Short exercise:
Please give the data below again in full, exactly as it stands.

** START OF Information given **

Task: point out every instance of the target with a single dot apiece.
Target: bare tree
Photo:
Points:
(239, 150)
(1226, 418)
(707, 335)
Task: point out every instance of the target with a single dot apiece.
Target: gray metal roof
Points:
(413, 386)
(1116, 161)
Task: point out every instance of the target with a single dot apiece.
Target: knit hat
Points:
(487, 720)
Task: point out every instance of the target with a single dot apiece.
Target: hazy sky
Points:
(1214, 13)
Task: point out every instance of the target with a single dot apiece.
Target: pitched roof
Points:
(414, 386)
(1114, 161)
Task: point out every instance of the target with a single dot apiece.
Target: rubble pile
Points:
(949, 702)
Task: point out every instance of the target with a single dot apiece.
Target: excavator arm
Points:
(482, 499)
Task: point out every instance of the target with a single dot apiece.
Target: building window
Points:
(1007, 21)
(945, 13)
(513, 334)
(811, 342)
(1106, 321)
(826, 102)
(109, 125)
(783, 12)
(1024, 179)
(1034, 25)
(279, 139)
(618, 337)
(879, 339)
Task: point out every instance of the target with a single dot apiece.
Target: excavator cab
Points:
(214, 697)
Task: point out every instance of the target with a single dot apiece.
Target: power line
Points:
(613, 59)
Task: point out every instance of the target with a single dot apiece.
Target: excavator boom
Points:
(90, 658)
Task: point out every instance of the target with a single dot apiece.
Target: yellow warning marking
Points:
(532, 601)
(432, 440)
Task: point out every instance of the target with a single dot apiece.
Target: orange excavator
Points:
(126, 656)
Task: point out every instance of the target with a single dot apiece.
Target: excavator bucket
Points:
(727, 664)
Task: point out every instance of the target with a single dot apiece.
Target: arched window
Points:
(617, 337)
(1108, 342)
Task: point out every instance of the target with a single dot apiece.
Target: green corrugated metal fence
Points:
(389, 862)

** END OF Information given **

Task response:
Task: point out every instance of the target with a single dot apiece.
Target: bare tree
Photo:
Points:
(239, 150)
(1226, 418)
(707, 335)
Task: point out every instance of the target with a single dot apiece.
Target: gray metal roof
Points:
(413, 386)
(1116, 161)
Task: point out every instance of the target with a single dot apiece.
Target: knit hat
Points:
(487, 720)
Task: point out every instance of the target with a single dot apiece.
Target: hazy sky
Points:
(1214, 13)
Task: point out every instance of the target with a single dot apiece.
Target: pitched roof
Points:
(414, 386)
(1114, 161)
Task: point out every instance of the target with a single dot apiece.
Target: rubble pile
Points:
(949, 702)
Task: point out every instance of the target with a single dot apiece.
Target: excavator arm
Points:
(482, 499)
Task: point out every instance of the target with a single dot apiece.
Target: building window
Points:
(1007, 21)
(945, 13)
(513, 334)
(811, 342)
(1106, 321)
(826, 102)
(109, 125)
(783, 12)
(1024, 179)
(1034, 25)
(279, 139)
(618, 337)
(879, 339)
Task: point out every instance of the target with a single dot apiece.
Target: excavator cab
Points:
(214, 697)
Task: point out every instance of the target with a single dot apiece.
Target: power line
Points:
(613, 59)
Task: point out every instance of the target with a single dot apiece.
Target: excavator boom
Points:
(90, 658)
Task: point out every instance of the target with a single dot apiece.
Target: yellow warning marking
Points:
(532, 601)
(432, 440)
Task: point out every instance of the target with a single dot apiece.
Target: orange excavator
Points:
(126, 656)
Task: point out every instance of the target with a single dot apiece.
Target: excavator bucket
Points:
(727, 664)
Task: point out every instance of the target with a single dot apiece.
Target: arched window
Points:
(617, 337)
(1108, 342)
Task: point out every instance of the target with a single dot apiece.
Target: green corrugated metal fence
Points:
(389, 862)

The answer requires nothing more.